▶ [WORK REQUEST A]: Using the Superman #700 review, list every fictional comic book character it names, with each character given once.
▶ [WORK REQUEST B]: Pick up the Superman #700 review after its final sentence and write the next paragraph in the same voice.
[Opening EXCERPT PROVIDED section]
Superman #700

It’s hard to have to read Superman 700 and not recall “Swan Song” the Roger Stern-penned classic Action Comics 700 that launched the “Fall of Metropolis” storyarc. The resemblance goes beyond the two books sharing an issue number. “Swansong” was a textbook on how to execute a landmark anniversary issue.

Cover-dated June 1994, “Swan Song” still came laced with ’90s Superbooks paraphernalia. The upside down triangle containing 1994/24, a code indicating this was the 24th of 52 Superbooks for the year. The giant House of El sigil, the red S against a red-bordered, yellow-fielded diamond that appeared in the top left-hand corner, popped-up right below the DC bullet and of course the magical issue number ‘700’. And of course the emotional core of the Superman story appeared–Kal-El, Lois Lane and Jimmy Olsen.

But the cover did even more to entice first-time readers.

Although you couldn’t recognize it by its characteristic lettering, you knew it immediately. The Daily Planet globe, the single most notable ornament adorning the Metropolis skyline, came crashing through the cover, from the background to the foreground. The runaway decoration, easily 20 feet high, cut a path of destruction through the city. And it was bearing down on a fleeing Lois and Jimmy. But in its way, trying to stem the tide, the Man of Steel. Even the title of the comicbook, the Comic Code Authority stamp of approval and the DC Bullet are thrown into disarray by the rampaging mega-ton Daily Planet Globe.

How do you turn away from that? How do you deny a mere two bucks 95? This is Greil Marcus’ Old Weird America writ-large.

And Stern keeps the pressure throughout the issue. That wild, crazy freneticism over the cover is just the beginning. Lois Lane makes a shocking revelation–the man posing as Luthor’s son is in fact Luthor himself. The Daily Planet computer network has been compromised–LexCorp surveillance technology has achieved absolute penetration of critical systems. Cadmus has been destroyed. In a desperate endgame aimed against the Man of Steel and the city of Metropolis itself, Lex Luthor has launched crippling torpedoes that demolish all of downtown.

And against all of this, Superman rises to the challenge. Against Team Luthor mobile armor strike teams, against a network of IED’s planted by LexCorp subsidiaries, against Luthor’s criminal endgame, Superman, Supergirl and Superboy enter into the fray and succeed where they can.
[Closing EXCERPT PROVIDED section]
[Opening SUPPLIED RECORDS section]
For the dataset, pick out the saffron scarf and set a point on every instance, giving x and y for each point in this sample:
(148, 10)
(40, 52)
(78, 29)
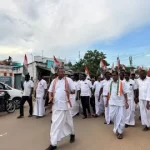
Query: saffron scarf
(66, 90)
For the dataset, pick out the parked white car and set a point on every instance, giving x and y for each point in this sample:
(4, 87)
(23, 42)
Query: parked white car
(15, 94)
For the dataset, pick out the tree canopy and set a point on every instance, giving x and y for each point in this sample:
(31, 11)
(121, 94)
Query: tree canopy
(91, 59)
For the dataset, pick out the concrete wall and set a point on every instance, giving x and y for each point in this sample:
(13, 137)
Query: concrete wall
(31, 68)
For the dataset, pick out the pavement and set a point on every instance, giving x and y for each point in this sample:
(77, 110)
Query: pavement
(91, 134)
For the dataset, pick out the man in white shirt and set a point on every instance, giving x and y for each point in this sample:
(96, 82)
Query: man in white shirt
[Closing SUPPLIED RECORDS section]
▶ [RESPONSE BOX A]: Superman (also called Kal-El and the Man of Steel), Lois Lane, Jimmy Olsen, Lex Luthor, Supergirl, Superboy

▶ [RESPONSE BOX B]:
Less than a year after Doomsday and the “Death of Superman”, “Swan Song” is an impact crater. It requires no previous knowledge, no long time spent lovingly tracing convoluted trails of clues through arcane story superstructures. Action Comics 700 is an event. It is simply a genetic launch-pad for what is to come. It starts in media res, recaps seamlessly for first-time readers and ends with the tears of Daily Planet Editor Perry White, as across the river, he sees Superman having rebuilt the iconic Daily Planet globe.

Sixteen years down the line, Superman 700 just feels wrong.

Slow and plodding, it reads like the worst kind of compromise. Rather than take the route of one creative team bowing out on a high point and simultaneously providing the prologue to the next, editors at DC decided to, it seems, go in a different direction.

Structured as a segmented experience, Superman 700 sees James Robinson return the Man of Steel to Metropolis in “The Comeback”, and incoming writer J. Michael Straczynski provide a prologue to his forthcoming “Grounded” storyarc.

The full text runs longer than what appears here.